▸ QUOTED TEXT
────────────────────────────────────────

I can vouch for this point personally. When applying to different programs in Dakar, Senegal, where I studied the Fall of 2013, I specifically sought out the best-priced option to make sure that my financial aid would cover my costs. Unthinkingly, I admit, I hadn’t expected that the cost didn’t matter – my college paid the (piddling) price and then billed me for the cost of a full semester…in America. I ended up paying tuition plus travel expenses, the third-party institution got paid a miniscule amount, and my college pocketed the difference.

No matter, I told myself. So what if I’d been ripped off for the sake of my college’s stamp of approval on my transcripts? I would still be broadening my horizons, expanding my experience, learning to appreciate my privilege, et cetera and ad nauseum. But what I found was something else, something disturbing, something much less Hallmark-card. At my third-party institution (funded primarily, it turns out, by the State Department), I found that study abroad, as an industry and a commercial service, is sponsored by a neoconservative establishment to reinforce the ideological foundations of an imperialist agenda. The liberal veneer of these programs masks a propaganda machine that plays on the humanitarian sensibilities (and saviour complexes) of their primary consumers, affluent white college students.

This is, of course, ground that’s been covered before: the evil straight white men are in the government, which is in Africa, in women’s bodies, and in your brain. While I agree with an aspect of that argument, it’s not a conversation I feel inclined to engage with right now. Instead, I think it’d be more fruitful to look at how two other classes of people have slid under the critical radar when it comes to empire-building and cultural domination: (straight) white women, and gay (white) men.

Women’s Rights, Gay Rights, America’s Right to Dominate

Study abroad appeals to a certain liberal American identity, an identity which is rooted in a highly affective self-image. Humanitarian concerns, empathy for the underprivileged (or the unwashed masses), and a simultaneous sense of both being privileged oneself (as a First-Worlder) and a martyr or victim (as an American in Africa, a woman, a gay man) – these are the pillars of 21st-century American liberalhood. To be liberal, in this sense of the word, is to care – and to be cared for/about. It is to “buy into” the system, quite literally if you are, say, a gay man who donates to the Human Rights Campaign, or a woman who buys a shirt from NOW or NARAL.

────────────────────────────────────────

▸ EXERCISE SET
1 > Decide whether each statement agrees with the essay on study abroad: (a) The writer studied in Dakar in the fall of 2013. (b) The writer's third-party institution was funded mainly by the writer's college. (c) The writer plans to examine straight white women and gay white men. For each, answer yes or no and quote the deciding words of the essay.
2 > Write out the passage of the essay on study abroad that starts with the words "Study abroad appeals" and ends with "NOW or NARAL.", swapping "21st-century" for "modern".

[Collected data]
────────────────────────────────────────

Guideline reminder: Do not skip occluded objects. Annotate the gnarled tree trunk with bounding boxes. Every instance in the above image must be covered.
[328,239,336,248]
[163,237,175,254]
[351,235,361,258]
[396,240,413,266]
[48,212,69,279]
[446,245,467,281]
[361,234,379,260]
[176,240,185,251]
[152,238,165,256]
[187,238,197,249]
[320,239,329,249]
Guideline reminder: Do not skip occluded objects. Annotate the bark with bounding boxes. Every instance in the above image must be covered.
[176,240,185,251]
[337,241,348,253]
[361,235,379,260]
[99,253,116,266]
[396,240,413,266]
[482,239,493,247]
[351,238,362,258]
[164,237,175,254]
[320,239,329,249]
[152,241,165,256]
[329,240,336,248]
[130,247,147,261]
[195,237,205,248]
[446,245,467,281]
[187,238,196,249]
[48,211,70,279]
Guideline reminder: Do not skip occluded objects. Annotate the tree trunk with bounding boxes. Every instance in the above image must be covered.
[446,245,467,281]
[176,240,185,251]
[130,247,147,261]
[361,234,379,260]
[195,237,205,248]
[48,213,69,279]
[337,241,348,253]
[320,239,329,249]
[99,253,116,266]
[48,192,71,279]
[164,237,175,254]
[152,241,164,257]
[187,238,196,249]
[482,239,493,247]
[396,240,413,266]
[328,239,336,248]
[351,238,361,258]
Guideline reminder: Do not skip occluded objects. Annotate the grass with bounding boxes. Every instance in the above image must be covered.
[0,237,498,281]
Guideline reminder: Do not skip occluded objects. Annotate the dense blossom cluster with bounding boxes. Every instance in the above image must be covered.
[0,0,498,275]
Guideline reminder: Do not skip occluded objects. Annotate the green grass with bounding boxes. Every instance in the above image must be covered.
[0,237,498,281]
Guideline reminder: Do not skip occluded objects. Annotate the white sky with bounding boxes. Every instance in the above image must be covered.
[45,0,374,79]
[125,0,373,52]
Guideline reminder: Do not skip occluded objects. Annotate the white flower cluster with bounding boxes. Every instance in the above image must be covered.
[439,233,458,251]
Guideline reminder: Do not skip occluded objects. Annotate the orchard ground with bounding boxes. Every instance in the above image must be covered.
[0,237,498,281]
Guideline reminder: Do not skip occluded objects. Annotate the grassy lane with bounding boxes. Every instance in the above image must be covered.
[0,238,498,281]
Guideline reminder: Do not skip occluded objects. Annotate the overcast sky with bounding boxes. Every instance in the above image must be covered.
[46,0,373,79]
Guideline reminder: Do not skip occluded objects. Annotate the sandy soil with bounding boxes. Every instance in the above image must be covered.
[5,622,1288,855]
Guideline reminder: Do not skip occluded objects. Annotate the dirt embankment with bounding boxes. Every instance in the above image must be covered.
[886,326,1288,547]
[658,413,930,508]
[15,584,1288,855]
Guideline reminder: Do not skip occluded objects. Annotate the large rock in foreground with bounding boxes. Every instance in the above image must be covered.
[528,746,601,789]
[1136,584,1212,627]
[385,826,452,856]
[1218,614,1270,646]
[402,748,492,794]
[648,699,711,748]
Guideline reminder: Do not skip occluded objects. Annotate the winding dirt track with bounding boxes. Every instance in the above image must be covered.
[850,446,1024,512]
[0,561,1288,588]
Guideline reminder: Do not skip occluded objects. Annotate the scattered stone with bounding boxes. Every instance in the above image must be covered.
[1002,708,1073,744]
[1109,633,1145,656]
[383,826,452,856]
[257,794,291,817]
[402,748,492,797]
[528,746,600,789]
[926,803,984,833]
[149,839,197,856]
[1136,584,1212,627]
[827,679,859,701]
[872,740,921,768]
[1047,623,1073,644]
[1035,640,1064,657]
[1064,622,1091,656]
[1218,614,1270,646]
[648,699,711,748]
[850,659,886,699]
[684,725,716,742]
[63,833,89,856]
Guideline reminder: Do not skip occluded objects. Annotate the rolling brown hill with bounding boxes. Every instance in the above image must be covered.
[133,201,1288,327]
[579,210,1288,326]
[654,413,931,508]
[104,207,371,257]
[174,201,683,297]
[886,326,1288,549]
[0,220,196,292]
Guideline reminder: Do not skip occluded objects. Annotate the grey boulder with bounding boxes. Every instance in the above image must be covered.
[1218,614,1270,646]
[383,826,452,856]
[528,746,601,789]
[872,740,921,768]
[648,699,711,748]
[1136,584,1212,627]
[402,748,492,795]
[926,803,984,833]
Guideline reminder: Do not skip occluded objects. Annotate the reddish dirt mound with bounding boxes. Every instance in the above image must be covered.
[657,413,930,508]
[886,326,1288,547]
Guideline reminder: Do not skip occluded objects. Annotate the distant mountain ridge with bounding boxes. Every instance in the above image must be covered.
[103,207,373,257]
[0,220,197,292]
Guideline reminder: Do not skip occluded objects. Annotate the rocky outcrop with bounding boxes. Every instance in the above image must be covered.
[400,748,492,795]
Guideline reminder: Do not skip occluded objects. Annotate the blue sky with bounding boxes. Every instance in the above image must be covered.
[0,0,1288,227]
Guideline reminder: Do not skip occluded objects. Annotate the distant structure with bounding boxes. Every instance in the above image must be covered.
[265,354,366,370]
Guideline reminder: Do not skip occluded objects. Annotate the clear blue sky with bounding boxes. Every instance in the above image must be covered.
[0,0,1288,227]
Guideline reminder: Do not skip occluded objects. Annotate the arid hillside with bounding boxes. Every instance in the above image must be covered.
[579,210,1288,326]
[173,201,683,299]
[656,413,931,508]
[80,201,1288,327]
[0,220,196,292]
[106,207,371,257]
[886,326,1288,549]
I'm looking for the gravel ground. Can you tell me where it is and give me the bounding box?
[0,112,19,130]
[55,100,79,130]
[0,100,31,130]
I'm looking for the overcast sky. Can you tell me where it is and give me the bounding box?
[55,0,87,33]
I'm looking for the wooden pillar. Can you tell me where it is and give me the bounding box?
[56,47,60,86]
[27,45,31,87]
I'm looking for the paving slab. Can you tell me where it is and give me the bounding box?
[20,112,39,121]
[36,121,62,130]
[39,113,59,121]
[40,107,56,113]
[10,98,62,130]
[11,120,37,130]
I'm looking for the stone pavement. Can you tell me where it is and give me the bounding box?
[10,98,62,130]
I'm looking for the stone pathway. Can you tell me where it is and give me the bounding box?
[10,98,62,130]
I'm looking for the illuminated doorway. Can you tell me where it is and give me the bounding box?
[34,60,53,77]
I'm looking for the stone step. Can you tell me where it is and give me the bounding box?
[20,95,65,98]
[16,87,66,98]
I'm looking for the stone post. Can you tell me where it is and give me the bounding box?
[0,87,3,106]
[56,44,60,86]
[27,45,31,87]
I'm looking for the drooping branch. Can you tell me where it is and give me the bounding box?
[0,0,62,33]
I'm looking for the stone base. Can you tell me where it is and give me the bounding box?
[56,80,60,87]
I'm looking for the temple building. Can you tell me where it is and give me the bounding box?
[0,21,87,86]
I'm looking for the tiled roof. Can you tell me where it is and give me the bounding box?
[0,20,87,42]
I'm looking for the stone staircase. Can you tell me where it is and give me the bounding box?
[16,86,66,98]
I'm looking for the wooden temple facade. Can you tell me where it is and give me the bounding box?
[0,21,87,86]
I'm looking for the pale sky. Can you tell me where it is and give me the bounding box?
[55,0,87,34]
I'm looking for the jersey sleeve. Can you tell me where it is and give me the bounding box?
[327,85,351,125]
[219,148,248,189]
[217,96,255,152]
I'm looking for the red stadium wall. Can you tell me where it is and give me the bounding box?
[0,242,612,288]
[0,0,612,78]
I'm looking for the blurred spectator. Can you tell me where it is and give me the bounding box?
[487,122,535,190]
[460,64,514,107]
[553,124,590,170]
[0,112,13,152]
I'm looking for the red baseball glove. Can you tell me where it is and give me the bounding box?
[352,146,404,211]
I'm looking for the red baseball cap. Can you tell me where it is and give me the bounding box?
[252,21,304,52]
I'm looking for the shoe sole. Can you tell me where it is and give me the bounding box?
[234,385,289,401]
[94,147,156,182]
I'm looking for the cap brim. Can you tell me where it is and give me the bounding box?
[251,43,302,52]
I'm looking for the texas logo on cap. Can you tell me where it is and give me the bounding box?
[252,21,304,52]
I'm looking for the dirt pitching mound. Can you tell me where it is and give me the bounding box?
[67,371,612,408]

────────────────────────────────────────

▸ EXPECTED ANSWERS
1 >
(a) Yes: "in Dakar, Senegal, where I studied the Fall of 2013"
(b) No: "funded primarily, it turns out, by the State Department"
(c) Yes: "I think it’d be more fruitful to look at how two other classes of people have slid under the critical radar when it comes to empire-building and cultural domination: (straight) white women, and gay (white) men"

2 >
Study abroad appeals to a certain liberal American identity, an identity which is rooted in a highly affective self-image. Humanitarian concerns, empathy for the underprivileged (or the unwashed masses), and a simultaneous sense of both being privileged oneself (as a First-Worlder) and a martyr or victim (as an American in Africa, a woman, a gay man) – these are the pillars of modern American liberalhood. To be liberal, in this sense of the word, is to care – and to be cared for/about. It is to “buy into” the system, quite literally if you are, say, a gay man who donates to the Human Rights Campaign, or a woman who buys a shirt from NOW or NARAL.